Legendary South African Trumpeter Hugh Masekela Dies

Hugh Masekela, the trumpeter, composer and anti-apartheid activist known as the “father of South African jazz” has died at the age of 78 in Johannesburg.

A statement by released by his family Tuesday said Masekela, affectionately called “Bra Hugh,” passed away “after a protracted and courageous battle with prostate cancer.” He announced last October that he was being treated for the disease, which was first diagnosed in 2008. 

Masekela’s five-decade career began in earnest in the 1950s, when he helped create the Johannesburg jazz scene as a member of the bebop sextet Jazz Epistles, but fled South Africa in the 1960s to spend the next three decades in exile.

He befriended American singer and activist Harry Belafonte, and he increasingly used his music to protest the indignities and repression of white-minority rule in his homeland. Among his better known protest tunes were “Soweto Blues,” and “Bring Him Back Home,” an anthem demanding the release of anti-apartheid icon Nelson Mandela from prison.
* * * *
__ACTIONS TO TAKE__
A. What was the name of the bebop sextet Masekela belonged to in the 1950s, according to the article on Hugh Masekela's death?
B. Carry on the article about Hugh Masekela's death past its final paragraph.
* * * *
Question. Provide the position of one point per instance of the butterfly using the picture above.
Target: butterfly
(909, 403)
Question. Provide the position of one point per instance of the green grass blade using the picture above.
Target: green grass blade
* * * *
__SOLVED PROBLEMS__
A. The Jazz Epistles.

B.
Masekela scored an international number-one hit in 1968 with the breezy tune “Grazing in the Grass.” He later collaborated with American pop star Paul Simon in the 1980s. He was briefly married in the 1960s to Miriam Makeba, the legendary South African singer and activist.

South African President Jacob Zuma praised Masekela in a statement Tuesday, saying he “kept the torch of freedom alive” through his music, and that “his contribution to the struggle for liberation will never be forgotten.”